▶ _Task requirements_:
[1] According to the abstract, what technique are elastic optical networks (EONs) based on?
[2] Pick out every line of the rows that contains the string "shade". Case counts.

▶ _Text_:
Minimizing Blocking Probability in Elastic Optical Networks by Varying the Bandwidth Granularity Based on Optical Path Fragmentation

Royal Scientific Society, Amman 11941, Jordan
*
Author to whom correspondence should be addressed.
Photonics 2017, 4(2), 20; https://doi.org/10.3390/photonics4020020
Submission received: 15 January 2017 / Revised: 15 March 2017 / Accepted: 16 March 2017 / Published: 23 March 2017
(This article belongs to the Special Issue Optical Networks for Communications)

Abstract

:
Elastic optical networks (EONs) based on orthogonal frequency-division multiplexing (OFDM) are considered a promising solution for the next optical network’s generation. These networks make it possible to choose an adequate portion of the available spectrum to satisfy the requested capacity. In this paper, we consider the impact of spectrum fragmentation along the optical single/multipath routing transmission on the efficiency of the EONs. This involves reducing the fragmentation effects by dynamically updating and controlling the minimum bandwidth allocation granularity ( ɡ ). We adopt linear and nonlinear dynamic mechanisms, which are denoted as LDA ɡ and NLDA ɡ , respectively, to choose proper bandwidth granularities that are proportional to the optical link/path bandwidth fragmentation status. In order to avoid either splitting the capacity request over many routing paths, which would increase the management complexity, or encouraging single path transmission, the proposed schemes aim to choose a proper bandwidth allocation granularity ( ɡ ) for a predefined set of suggested values. Simulation results show that varying the bandwidth granularity based on the optical path fragmentation status can offer an improved performance over fixed granularity with respect to the bandwidth blocking probability, the number of path splitting actions, the throughput, and the differential delay constraint issue in terms of: the network bandwidth utilization and multipath distribution.

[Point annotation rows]

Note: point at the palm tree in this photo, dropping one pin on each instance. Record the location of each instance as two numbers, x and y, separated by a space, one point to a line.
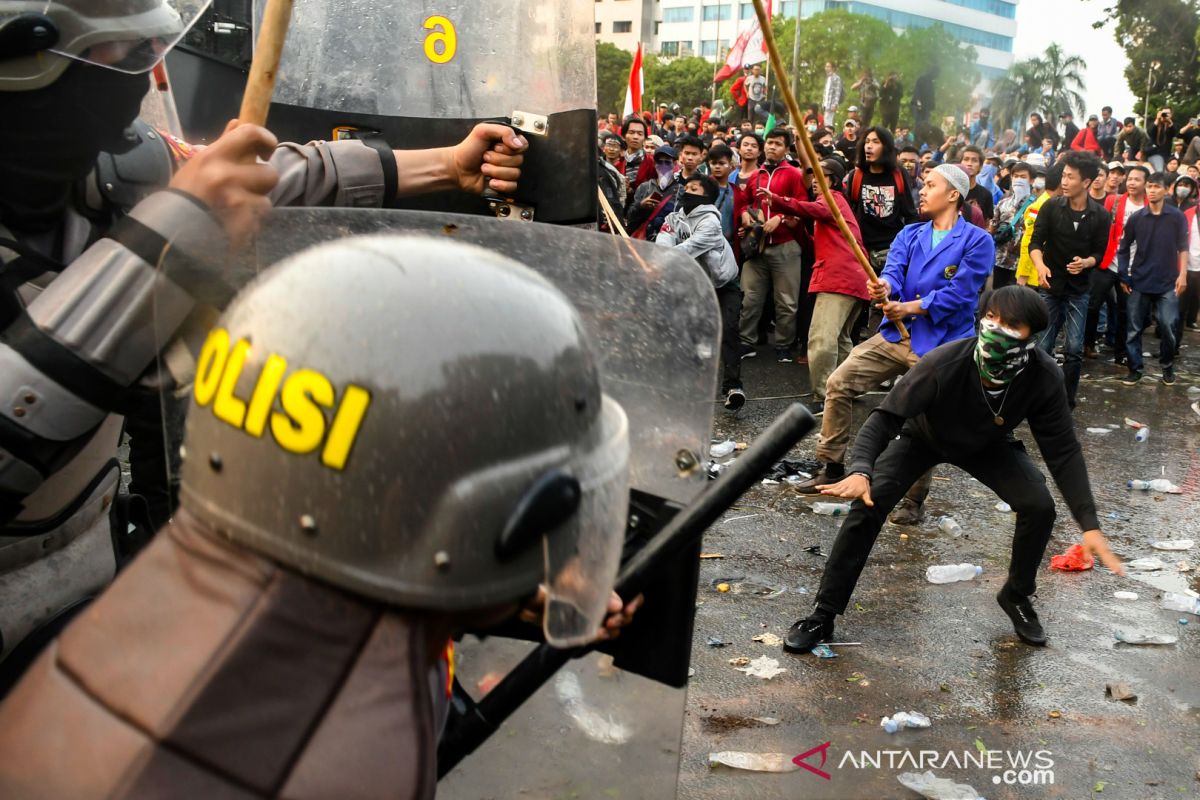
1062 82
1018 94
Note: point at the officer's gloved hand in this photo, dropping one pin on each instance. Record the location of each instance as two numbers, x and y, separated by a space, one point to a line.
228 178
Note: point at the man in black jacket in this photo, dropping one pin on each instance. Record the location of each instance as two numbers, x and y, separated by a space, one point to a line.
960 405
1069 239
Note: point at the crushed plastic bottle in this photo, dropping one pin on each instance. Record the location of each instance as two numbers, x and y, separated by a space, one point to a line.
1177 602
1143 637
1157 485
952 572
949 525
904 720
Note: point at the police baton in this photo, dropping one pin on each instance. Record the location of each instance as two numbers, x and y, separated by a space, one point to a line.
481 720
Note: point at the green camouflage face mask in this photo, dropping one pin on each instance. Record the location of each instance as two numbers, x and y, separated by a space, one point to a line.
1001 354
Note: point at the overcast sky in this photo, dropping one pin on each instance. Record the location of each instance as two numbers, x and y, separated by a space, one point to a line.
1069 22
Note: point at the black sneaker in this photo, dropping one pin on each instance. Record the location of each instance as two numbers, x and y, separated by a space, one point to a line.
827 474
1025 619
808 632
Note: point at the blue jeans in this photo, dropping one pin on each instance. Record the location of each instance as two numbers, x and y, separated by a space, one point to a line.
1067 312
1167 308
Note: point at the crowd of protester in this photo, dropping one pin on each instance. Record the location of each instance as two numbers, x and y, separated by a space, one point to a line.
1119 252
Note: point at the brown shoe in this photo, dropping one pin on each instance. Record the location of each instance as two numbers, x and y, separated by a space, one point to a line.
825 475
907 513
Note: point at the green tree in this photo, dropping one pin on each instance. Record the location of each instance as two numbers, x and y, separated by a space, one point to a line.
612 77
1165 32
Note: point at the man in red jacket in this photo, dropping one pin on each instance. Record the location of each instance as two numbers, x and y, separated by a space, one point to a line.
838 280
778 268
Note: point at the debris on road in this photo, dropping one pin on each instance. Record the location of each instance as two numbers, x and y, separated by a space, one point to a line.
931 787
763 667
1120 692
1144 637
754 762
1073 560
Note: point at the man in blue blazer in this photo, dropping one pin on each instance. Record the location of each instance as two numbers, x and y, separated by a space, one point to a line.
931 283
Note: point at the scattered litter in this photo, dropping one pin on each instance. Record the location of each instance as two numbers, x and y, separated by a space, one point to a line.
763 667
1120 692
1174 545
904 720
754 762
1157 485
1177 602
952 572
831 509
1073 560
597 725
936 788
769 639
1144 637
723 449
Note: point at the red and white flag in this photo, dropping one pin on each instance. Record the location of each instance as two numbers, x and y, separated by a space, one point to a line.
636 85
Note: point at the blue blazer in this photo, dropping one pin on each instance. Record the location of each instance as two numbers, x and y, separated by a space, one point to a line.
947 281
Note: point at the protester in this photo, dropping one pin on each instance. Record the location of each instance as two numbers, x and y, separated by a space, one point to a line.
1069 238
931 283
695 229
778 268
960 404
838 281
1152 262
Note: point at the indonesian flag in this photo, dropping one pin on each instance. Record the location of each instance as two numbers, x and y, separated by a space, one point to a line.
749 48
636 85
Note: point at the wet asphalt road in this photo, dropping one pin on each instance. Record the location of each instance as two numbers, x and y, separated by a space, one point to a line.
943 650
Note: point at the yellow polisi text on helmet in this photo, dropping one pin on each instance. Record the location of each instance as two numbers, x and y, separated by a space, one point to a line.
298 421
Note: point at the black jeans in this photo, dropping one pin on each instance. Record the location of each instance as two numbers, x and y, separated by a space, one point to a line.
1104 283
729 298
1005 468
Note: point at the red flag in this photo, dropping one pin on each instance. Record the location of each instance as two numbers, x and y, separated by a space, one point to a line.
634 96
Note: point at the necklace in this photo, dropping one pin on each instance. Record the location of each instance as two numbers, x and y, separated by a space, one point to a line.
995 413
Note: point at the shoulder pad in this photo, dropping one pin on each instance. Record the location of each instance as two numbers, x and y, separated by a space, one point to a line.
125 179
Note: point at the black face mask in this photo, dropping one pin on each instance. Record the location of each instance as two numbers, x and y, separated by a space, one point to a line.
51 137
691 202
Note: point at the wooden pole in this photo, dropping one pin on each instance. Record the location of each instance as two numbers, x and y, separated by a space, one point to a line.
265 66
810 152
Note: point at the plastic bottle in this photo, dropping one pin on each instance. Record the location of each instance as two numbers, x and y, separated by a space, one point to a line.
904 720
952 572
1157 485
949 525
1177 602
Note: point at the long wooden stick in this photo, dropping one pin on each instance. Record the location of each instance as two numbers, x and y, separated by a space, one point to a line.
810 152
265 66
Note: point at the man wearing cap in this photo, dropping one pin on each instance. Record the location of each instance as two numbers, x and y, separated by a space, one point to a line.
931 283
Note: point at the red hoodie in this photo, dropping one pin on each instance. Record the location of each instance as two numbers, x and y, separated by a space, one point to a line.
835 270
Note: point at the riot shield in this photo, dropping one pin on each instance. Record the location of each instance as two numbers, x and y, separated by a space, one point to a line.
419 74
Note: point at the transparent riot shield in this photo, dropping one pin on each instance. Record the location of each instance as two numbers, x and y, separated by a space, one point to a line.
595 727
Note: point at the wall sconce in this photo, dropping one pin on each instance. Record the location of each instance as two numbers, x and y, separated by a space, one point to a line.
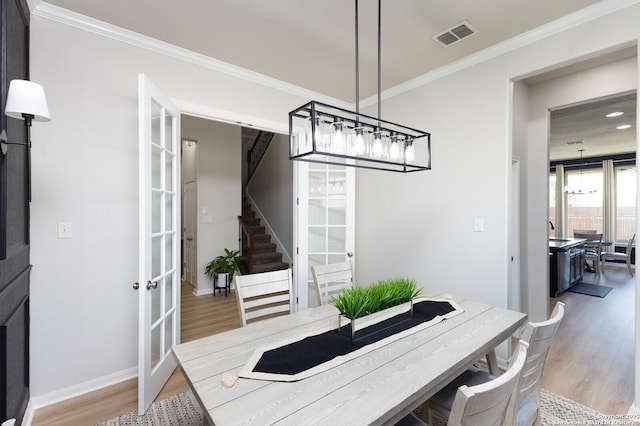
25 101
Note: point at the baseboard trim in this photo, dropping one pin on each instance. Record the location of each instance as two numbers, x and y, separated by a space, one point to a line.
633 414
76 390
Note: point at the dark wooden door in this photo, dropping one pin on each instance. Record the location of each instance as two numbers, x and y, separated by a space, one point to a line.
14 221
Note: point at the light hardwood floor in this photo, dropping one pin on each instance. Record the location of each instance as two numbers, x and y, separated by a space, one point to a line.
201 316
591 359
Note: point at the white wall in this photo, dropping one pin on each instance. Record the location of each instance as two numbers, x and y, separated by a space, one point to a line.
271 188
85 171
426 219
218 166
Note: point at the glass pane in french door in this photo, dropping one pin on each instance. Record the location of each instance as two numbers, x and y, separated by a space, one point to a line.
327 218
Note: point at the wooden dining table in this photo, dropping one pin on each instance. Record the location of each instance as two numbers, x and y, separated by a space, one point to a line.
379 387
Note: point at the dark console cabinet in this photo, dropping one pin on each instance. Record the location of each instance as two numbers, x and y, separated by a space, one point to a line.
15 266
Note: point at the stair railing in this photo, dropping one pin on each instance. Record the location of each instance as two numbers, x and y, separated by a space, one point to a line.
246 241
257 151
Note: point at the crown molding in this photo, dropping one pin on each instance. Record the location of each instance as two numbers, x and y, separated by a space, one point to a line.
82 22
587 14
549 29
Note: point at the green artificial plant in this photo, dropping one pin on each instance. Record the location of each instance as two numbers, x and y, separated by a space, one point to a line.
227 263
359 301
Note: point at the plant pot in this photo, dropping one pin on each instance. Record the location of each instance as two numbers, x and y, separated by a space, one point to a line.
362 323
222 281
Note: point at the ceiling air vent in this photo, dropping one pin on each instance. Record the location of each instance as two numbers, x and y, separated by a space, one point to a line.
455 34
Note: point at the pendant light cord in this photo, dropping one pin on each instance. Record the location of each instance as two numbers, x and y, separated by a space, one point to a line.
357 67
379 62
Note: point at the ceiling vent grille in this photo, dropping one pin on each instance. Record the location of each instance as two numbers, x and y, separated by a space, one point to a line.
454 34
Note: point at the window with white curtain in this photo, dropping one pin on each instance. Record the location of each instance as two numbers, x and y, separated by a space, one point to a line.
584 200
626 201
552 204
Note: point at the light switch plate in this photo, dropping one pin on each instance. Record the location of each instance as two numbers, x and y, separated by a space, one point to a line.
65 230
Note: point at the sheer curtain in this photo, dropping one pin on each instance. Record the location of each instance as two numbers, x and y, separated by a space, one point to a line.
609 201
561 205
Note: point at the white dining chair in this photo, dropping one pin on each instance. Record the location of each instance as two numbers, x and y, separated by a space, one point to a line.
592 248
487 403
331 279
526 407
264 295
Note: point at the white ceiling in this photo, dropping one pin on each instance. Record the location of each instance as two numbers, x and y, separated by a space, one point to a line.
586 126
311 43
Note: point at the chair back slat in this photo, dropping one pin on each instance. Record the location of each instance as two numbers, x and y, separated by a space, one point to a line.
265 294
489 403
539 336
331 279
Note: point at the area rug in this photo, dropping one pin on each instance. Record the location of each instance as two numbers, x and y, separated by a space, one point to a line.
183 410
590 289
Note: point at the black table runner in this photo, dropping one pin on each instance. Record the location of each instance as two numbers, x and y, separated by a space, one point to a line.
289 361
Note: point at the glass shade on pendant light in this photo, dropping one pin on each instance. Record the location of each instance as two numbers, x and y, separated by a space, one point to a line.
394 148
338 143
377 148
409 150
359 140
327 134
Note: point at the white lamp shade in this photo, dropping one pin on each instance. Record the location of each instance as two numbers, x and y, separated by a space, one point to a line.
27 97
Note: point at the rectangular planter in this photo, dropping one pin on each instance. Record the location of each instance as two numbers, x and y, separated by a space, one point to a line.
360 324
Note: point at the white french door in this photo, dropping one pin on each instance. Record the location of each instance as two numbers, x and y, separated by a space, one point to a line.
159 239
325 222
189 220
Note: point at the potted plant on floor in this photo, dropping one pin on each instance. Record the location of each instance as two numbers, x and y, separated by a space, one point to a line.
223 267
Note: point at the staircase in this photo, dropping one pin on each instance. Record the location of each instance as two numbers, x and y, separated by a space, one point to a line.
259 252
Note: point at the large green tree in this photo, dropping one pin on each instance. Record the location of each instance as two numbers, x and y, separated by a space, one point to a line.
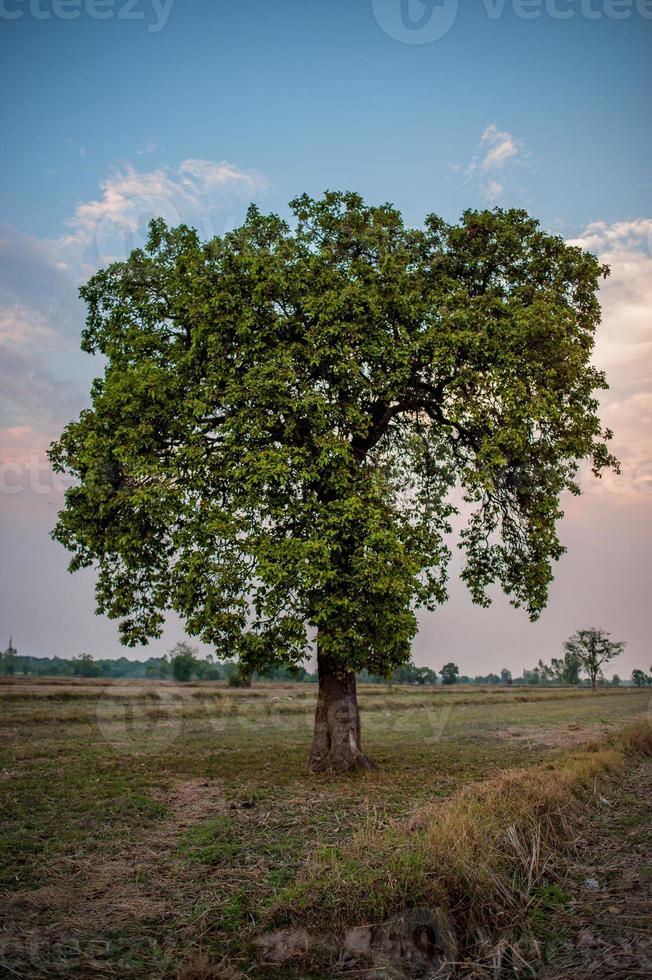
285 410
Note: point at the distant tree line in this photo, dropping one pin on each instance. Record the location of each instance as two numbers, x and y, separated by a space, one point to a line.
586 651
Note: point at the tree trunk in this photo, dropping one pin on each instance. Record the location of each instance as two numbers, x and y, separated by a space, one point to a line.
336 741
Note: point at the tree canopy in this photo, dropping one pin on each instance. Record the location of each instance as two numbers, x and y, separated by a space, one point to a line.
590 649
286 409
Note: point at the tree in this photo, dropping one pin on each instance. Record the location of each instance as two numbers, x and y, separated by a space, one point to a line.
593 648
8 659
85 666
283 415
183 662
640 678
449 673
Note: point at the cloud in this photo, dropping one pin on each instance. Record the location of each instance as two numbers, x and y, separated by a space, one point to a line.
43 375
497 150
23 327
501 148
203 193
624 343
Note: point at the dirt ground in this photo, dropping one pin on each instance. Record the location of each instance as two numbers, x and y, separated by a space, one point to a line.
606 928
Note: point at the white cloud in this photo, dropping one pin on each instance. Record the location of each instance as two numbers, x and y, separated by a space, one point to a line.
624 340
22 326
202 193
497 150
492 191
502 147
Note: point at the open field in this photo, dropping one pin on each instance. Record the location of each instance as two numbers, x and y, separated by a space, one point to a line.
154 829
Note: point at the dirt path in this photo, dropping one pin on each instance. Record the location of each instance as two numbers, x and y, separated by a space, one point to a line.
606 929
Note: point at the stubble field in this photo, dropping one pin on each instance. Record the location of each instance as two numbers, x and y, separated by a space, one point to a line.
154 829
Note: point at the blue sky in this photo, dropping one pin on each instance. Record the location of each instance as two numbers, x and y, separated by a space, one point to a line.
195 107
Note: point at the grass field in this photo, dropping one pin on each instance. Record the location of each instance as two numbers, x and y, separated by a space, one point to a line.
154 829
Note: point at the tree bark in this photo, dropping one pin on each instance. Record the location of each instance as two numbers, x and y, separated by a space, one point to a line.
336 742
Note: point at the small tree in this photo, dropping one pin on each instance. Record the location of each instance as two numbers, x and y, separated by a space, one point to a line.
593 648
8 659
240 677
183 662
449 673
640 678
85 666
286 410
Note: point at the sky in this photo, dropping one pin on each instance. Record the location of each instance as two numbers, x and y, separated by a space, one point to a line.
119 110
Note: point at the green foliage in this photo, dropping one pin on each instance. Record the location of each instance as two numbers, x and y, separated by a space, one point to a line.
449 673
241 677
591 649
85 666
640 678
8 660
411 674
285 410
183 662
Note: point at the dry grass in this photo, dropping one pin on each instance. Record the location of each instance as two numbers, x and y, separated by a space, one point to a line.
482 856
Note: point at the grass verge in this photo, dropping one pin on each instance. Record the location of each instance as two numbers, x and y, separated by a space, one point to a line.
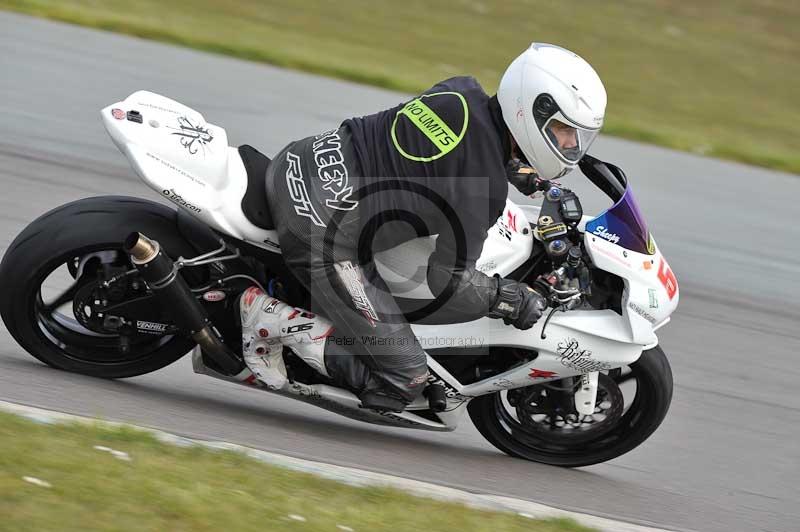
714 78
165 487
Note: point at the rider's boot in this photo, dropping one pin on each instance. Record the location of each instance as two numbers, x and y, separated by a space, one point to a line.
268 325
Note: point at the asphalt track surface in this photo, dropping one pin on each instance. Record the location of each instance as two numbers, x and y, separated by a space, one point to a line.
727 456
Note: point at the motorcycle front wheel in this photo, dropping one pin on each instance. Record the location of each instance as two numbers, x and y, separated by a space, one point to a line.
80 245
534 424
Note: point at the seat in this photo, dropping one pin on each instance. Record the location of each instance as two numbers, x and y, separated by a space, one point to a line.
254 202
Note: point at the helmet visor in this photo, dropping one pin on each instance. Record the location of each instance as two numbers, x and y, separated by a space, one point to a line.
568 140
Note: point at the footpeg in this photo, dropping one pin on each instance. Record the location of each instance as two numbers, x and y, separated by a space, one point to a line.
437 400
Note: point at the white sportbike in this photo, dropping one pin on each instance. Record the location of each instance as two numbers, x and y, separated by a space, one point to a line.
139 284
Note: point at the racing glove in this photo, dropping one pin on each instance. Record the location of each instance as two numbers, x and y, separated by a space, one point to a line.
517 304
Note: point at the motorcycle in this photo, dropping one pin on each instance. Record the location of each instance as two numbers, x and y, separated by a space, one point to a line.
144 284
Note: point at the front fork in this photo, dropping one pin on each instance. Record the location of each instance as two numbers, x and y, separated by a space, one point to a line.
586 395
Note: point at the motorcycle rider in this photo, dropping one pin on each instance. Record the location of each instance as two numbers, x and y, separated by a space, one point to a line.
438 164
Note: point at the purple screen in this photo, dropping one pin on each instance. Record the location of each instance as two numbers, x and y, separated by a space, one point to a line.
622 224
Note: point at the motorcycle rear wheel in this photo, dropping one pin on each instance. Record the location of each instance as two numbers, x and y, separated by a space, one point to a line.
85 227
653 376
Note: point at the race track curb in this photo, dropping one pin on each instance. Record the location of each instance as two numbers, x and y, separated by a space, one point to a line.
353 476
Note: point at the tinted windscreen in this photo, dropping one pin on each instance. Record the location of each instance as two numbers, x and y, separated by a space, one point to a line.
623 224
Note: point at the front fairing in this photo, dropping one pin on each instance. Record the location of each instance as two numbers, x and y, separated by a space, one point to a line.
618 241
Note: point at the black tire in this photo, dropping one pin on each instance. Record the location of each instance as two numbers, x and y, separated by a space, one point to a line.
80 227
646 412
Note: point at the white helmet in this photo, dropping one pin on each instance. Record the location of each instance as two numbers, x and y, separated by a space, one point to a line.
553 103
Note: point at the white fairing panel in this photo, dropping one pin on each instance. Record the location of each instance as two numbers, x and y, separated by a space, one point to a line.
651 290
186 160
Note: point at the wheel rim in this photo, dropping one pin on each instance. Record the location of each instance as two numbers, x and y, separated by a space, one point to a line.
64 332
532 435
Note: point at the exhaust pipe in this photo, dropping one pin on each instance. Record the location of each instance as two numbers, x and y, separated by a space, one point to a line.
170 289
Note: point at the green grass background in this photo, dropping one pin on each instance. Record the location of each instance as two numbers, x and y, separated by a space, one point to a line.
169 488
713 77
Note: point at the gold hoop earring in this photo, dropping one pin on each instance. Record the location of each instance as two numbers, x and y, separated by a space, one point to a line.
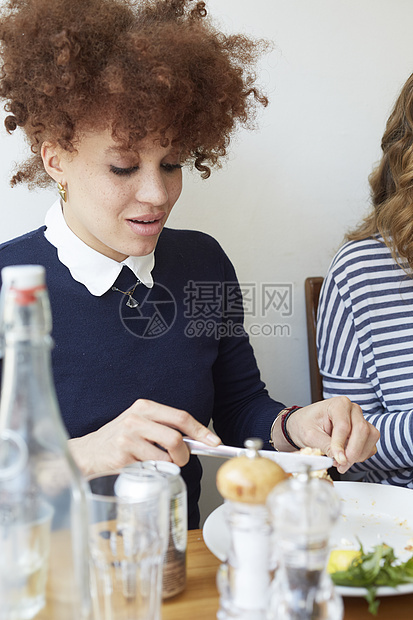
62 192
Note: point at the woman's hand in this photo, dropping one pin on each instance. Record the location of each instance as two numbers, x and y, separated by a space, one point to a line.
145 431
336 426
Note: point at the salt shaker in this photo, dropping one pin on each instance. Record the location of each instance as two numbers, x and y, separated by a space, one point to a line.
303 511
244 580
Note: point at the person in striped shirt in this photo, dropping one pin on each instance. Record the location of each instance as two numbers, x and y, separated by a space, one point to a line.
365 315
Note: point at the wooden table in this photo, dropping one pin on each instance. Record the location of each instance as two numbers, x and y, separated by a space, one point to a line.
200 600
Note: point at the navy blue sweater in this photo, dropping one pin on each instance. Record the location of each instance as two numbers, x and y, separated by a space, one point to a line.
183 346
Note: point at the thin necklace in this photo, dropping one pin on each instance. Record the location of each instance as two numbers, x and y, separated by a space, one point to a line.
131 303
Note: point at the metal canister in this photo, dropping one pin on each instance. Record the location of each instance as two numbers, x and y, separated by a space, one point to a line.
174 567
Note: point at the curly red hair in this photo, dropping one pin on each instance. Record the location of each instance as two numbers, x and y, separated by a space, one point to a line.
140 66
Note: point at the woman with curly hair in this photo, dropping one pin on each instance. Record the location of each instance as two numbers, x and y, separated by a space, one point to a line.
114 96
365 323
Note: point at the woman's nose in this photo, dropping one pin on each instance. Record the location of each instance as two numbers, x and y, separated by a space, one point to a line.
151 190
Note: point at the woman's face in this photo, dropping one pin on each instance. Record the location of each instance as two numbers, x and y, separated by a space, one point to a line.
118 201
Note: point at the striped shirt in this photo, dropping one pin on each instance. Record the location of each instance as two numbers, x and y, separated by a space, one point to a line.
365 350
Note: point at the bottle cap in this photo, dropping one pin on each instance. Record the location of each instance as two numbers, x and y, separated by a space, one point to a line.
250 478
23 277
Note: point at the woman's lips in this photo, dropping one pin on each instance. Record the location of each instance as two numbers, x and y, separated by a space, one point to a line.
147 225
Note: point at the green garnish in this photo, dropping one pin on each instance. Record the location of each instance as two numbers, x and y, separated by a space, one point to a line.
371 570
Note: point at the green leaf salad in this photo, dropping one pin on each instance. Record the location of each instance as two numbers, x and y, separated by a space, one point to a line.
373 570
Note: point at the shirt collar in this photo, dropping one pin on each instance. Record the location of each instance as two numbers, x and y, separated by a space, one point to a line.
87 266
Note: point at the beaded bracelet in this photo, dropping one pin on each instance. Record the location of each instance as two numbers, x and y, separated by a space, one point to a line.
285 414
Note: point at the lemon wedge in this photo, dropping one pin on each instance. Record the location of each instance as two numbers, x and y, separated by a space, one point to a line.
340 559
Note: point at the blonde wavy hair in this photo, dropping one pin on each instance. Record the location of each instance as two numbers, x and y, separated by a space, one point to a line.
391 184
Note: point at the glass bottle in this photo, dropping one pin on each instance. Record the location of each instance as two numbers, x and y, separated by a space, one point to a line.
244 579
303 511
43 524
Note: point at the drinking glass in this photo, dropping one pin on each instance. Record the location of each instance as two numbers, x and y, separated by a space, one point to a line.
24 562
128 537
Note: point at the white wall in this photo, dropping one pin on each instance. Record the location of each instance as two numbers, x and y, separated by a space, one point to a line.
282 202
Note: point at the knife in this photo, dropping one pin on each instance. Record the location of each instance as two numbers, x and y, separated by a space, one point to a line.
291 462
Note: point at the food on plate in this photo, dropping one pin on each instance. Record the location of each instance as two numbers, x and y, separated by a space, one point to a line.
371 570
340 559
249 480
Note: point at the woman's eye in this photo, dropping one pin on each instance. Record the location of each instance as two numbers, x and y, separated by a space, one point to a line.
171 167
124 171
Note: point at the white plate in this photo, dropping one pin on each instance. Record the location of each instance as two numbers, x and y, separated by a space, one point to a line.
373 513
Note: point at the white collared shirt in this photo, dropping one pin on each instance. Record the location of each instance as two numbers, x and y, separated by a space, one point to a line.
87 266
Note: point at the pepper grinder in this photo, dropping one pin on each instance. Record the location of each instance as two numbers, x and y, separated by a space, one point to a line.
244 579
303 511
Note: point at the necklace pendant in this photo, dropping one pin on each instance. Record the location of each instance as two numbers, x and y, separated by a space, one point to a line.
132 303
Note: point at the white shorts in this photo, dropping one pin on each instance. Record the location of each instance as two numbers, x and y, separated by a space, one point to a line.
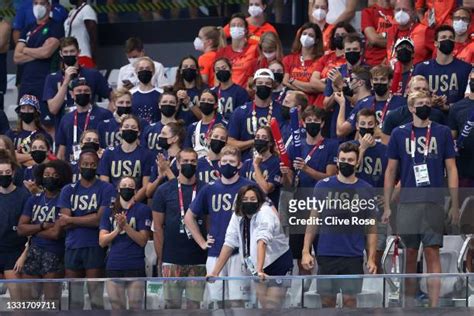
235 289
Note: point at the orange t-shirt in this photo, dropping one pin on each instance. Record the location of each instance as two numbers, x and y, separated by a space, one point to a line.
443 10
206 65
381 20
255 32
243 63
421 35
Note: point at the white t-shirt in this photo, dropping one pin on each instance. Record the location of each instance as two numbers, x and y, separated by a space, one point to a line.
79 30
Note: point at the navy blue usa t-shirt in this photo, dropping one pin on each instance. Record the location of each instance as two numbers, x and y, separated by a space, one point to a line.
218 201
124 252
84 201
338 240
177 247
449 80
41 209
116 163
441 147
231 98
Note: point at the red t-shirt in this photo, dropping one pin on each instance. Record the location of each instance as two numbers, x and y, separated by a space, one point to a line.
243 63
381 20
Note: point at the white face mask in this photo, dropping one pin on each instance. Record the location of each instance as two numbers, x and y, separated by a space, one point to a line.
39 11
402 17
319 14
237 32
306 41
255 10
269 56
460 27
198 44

▶ _Answers to the exercise_:
[1] Orthogonal frequency-division multiplexing (OFDM).

[2]
Note: point at the glass shade on pendant light in this photo, dropping one pin on each instance. Record the location of each instance as two numbers, x and y, separated by a space, one point to a line.
Note: point at the white lamp shade in this photo, dropping one pin on each instance. Record the location of each instance as two numbers, x and y, separated by a space, one point to a line.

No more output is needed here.